Image point grounding data:
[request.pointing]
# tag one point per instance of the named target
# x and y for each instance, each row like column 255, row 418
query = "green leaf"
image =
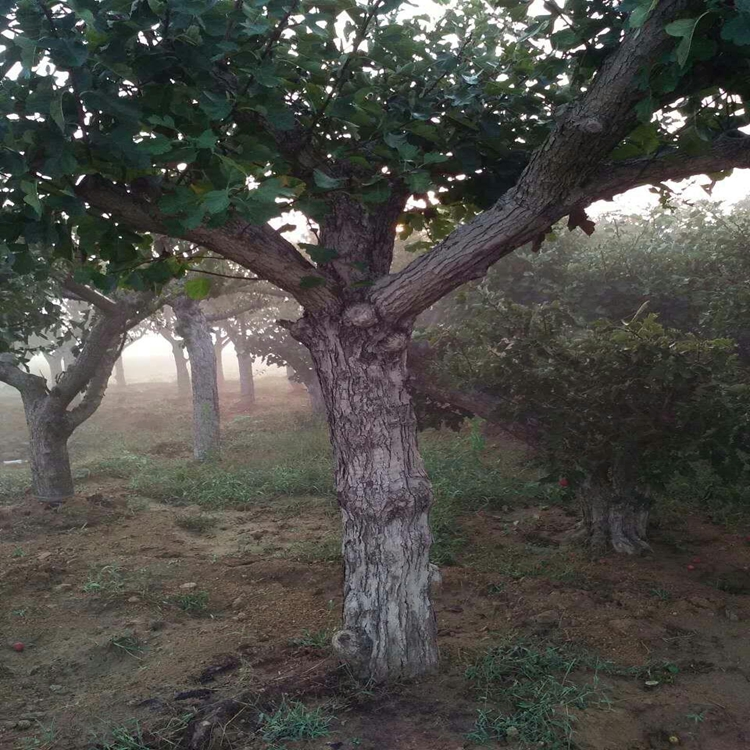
column 419, row 182
column 685, row 28
column 310, row 282
column 324, row 181
column 198, row 287
column 737, row 30
column 31, row 196
column 56, row 110
column 215, row 106
column 216, row 201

_Task to carry out_
Extract the text of all the records above verbatim, excluding pictures.

_Answer space_
[request.pointing]
# tag one point per instance of the named target
# x and y for each instance, each row like column 255, row 418
query = "green leaf"
image =
column 419, row 182
column 685, row 28
column 310, row 282
column 324, row 181
column 198, row 287
column 737, row 30
column 31, row 196
column 56, row 110
column 215, row 106
column 216, row 201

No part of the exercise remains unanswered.